▶ YOUR OBJECTIVE
This exercise asks for every record to be output again exactly.

[INPUT RECORDS Boundary: Start]

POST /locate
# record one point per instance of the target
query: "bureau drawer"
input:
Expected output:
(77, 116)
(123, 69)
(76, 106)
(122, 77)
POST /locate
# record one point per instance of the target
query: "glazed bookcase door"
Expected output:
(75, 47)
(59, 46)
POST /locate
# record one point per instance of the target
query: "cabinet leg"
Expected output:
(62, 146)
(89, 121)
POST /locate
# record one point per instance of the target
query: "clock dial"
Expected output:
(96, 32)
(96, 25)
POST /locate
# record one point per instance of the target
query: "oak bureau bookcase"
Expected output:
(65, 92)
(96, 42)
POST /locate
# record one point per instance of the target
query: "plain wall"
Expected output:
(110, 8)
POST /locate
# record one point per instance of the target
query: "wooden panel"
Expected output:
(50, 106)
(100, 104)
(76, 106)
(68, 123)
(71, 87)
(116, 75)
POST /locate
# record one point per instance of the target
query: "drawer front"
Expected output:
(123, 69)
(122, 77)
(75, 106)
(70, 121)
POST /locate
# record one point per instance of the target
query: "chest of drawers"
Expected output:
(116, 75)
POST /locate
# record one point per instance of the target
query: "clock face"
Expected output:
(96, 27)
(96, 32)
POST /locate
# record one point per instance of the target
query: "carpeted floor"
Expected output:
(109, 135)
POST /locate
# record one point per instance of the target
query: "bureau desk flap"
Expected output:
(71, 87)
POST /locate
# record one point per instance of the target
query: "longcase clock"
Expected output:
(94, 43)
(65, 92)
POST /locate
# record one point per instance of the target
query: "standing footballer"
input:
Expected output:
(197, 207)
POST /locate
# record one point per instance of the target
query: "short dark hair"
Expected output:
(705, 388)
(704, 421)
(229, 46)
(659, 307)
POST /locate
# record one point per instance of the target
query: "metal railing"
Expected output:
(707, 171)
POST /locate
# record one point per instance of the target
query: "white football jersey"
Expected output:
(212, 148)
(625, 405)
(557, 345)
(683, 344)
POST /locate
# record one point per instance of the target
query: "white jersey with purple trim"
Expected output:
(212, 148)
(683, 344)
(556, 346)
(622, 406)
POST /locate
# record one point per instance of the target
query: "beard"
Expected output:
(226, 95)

[INPUT RECORDS Boundary: End]

▶ REPLY
POST /locate
# record one point per instance of the target
query: "bureau drawer"
input:
Expected output:
(77, 116)
(123, 69)
(76, 106)
(122, 77)
POST /locate
# record one point per instance of the target
query: "glazed bookcase door"
Expected output:
(75, 47)
(59, 46)
POST /locate
# record one point per instance of the target
query: "cabinet leg"
Expected output:
(62, 146)
(89, 121)
POST /locate
# record one point per instance of the target
query: "clock dial"
Expected output:
(96, 32)
(96, 25)
POST /locate
# record one point per instance of the target
query: "oak bureau bookcase"
Expected output:
(65, 92)
(96, 42)
POST /locate
# record one point per instance of the target
query: "plain wall"
Expected output:
(110, 8)
POST /locate
# record one point per instance of the target
query: "wooden panel"
Expected output:
(50, 106)
(100, 104)
(76, 106)
(68, 123)
(71, 87)
(116, 75)
POST /locate
# record one point per instance of the target
query: "drawer front"
Expected output:
(123, 69)
(122, 77)
(75, 106)
(70, 121)
POST /locate
# record one point per instance of the target
query: "chest of drawers"
Expected output:
(116, 75)
POST /locate
# record one point per instance of the target
query: "clock face"
Expected output:
(96, 27)
(96, 32)
POST /locate
# record one point per instance of the target
query: "carpeted floor"
Expected output:
(109, 135)
POST /locate
# record one point per instance of the target
query: "bureau desk flap"
Expected output:
(71, 87)
POST /locate
# record one point per instance of the target
query: "longcase clock"
Expected output:
(94, 43)
(65, 92)
POST /locate
# record one point per instance of the target
query: "standing footballer"
input:
Expected output:
(197, 207)
POST /locate
# record one point per instance of the target
query: "short dark hair"
Expected output:
(705, 388)
(704, 421)
(229, 46)
(659, 307)
POST /locate
# record one point per instance of the target
query: "metal railing"
Expected output:
(707, 171)
POST /locate
# record one point per instance of the target
query: "white football jersey"
Expected output:
(212, 148)
(625, 405)
(557, 345)
(683, 344)
POST /locate
# record one point per instance of the target
query: "white jersey with purple trim"
Expected output:
(212, 148)
(683, 344)
(556, 346)
(622, 406)
POST /locate
# record one point per instance of the target
query: "beard"
Expected output:
(226, 95)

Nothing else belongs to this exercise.